To examine the sensitivity of the model we also run a version with no beach type dependence (NBD), meaning a particle has the same probability of beaching or resuspending at any shore point. In the NBD model, the values for Tb and Tr are fixed for the entire lake, so \(T_{b}^{i}\) is either 1, 2, or 5 days depending on the run, and \(T_{r}^{i}=69\) days. These values are constant for all i. This was the lower range of observed residence time for plastics on a beach based on field observations [10], and was also a value used in previous modeling work [11]. The choices for \(T_{b}^{i}\) are the lower range of values used in modeling work in the worlds oceans [11]. They were chosen to reflect the lower overall time scales in the smaller system of the lake, as compared to the ocean.

* [Stated task 1] In the lake model passage, why were the beaching times taken from the lower range of values used in ocean modeling?
* [Stated task 2] Translate this sentence from the lake model passage into Spanish: "To examine the sensitivity of the model we also run a version with no beach type dependence (NBD), meaning a particle has the same probability of beaching or resuspending at any shore point."
* [Stated task 3]
Answer these questions from the lake model passage.
(a) What does NBD stand for?
(b) Which three beaching times are used in the NBD runs?
(c) How many days is the resuspension time set to in the NBD model?

Position identification records:
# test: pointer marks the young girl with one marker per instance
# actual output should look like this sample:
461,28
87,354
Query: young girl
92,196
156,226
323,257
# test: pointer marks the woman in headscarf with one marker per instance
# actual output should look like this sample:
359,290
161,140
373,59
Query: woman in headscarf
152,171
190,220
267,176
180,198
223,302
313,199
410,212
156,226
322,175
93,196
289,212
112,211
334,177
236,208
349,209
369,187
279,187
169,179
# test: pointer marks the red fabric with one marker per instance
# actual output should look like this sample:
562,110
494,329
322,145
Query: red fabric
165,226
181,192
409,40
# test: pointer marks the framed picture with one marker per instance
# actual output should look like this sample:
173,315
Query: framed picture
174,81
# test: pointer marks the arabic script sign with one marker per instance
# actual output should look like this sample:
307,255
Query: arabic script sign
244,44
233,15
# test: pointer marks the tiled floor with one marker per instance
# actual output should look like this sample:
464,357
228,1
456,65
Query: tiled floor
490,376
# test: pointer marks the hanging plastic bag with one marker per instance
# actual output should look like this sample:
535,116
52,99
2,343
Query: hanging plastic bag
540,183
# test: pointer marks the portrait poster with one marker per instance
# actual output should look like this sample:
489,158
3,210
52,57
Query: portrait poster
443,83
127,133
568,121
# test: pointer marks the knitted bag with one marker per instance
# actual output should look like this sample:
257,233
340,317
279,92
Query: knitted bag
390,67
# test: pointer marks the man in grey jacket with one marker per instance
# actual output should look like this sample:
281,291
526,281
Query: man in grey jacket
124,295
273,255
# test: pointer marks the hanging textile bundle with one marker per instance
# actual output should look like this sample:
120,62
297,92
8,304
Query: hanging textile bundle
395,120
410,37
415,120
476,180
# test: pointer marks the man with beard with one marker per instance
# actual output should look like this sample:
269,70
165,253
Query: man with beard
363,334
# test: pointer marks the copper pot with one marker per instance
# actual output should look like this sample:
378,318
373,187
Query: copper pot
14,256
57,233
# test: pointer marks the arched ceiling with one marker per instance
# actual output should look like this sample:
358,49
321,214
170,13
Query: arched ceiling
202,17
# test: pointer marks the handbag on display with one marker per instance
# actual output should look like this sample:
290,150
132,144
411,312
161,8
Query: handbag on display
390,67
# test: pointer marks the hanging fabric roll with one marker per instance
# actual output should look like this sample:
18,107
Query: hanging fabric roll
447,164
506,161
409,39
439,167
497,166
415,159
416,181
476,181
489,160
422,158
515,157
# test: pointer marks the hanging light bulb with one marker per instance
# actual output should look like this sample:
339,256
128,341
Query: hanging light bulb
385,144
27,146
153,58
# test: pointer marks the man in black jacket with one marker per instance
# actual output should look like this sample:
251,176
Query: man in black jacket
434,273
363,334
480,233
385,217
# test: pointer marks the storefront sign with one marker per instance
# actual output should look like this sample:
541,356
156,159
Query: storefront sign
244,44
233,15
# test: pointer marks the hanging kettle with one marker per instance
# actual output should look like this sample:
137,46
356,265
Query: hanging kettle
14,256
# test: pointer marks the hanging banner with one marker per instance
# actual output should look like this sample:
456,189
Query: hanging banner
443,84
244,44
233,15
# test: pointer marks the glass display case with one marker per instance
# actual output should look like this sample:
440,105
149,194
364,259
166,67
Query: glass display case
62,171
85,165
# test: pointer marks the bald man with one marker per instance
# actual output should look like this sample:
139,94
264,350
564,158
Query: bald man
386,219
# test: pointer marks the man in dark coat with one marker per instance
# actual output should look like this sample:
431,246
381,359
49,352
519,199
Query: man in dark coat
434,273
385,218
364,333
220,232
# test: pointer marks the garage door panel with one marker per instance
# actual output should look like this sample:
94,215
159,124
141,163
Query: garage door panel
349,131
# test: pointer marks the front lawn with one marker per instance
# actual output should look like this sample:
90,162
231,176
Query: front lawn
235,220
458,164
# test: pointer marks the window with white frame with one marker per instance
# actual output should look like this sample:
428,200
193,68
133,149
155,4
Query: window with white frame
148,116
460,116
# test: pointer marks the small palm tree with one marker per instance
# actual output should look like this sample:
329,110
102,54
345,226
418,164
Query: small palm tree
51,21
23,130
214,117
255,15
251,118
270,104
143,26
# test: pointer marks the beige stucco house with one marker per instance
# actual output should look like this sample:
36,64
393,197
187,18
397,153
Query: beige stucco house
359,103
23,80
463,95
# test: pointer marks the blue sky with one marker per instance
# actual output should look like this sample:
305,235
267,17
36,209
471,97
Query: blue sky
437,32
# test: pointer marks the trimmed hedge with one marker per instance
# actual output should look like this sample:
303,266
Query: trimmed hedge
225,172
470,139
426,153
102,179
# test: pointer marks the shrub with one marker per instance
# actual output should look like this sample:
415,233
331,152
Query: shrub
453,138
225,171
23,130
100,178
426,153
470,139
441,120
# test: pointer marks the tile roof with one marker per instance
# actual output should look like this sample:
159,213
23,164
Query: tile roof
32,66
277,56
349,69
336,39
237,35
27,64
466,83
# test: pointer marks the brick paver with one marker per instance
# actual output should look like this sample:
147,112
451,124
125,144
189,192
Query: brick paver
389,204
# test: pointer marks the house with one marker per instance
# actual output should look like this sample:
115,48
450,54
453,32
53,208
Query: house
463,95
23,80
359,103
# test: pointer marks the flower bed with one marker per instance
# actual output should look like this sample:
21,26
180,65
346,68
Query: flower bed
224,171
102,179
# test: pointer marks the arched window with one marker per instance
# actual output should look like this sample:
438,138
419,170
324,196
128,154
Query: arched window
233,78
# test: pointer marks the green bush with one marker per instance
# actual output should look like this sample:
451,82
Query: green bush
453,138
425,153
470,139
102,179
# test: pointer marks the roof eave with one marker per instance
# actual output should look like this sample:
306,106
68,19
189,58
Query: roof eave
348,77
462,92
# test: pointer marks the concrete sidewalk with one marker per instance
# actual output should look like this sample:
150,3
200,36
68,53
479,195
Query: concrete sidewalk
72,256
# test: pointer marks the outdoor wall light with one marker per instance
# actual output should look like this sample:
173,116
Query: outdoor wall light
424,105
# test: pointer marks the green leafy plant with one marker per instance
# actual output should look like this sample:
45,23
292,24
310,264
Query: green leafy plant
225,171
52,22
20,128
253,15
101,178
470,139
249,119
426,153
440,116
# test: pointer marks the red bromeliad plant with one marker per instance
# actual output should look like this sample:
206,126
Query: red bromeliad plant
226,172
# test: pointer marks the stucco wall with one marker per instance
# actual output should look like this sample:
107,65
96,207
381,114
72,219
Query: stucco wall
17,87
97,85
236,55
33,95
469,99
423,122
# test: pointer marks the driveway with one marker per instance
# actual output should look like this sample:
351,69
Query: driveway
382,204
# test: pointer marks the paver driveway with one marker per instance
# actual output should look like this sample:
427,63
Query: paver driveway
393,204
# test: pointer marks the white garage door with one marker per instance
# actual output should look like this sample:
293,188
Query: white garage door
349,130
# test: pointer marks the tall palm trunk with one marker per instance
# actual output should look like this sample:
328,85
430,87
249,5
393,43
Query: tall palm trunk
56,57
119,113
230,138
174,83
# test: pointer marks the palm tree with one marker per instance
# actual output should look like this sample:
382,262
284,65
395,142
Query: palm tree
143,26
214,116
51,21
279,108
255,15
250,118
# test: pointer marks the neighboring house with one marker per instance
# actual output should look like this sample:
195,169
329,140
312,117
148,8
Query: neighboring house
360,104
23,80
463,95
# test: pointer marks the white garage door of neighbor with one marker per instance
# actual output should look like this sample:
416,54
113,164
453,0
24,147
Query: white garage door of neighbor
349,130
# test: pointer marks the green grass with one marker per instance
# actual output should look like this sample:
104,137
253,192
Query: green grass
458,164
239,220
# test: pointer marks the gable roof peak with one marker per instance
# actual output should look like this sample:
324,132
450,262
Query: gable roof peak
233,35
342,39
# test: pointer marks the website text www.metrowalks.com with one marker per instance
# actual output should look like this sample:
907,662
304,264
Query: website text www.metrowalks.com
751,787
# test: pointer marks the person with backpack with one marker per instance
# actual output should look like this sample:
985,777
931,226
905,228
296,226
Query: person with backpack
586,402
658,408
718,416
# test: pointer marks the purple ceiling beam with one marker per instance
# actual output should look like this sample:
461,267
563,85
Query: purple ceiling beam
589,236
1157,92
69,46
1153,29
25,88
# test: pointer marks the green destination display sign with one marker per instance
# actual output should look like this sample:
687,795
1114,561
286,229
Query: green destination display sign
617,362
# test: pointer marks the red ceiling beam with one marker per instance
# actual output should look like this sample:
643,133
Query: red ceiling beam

* [Complete response 1] They were picked to match the shorter overall time scales of the lake. The lake is a smaller system than the ocean.

* [Complete response 2] Para examinar la sensibilidad del modelo, también ejecutamos una versión sin dependencia del tipo de playa (NBD), lo que significa que una partícula tiene la misma probabilidad de vararse o de resuspenderse en cualquier punto de la costa.

* [Complete response 3]
(a) No beach type dependence.
(b) 1, 2, or 5 days.
(c) 69 days.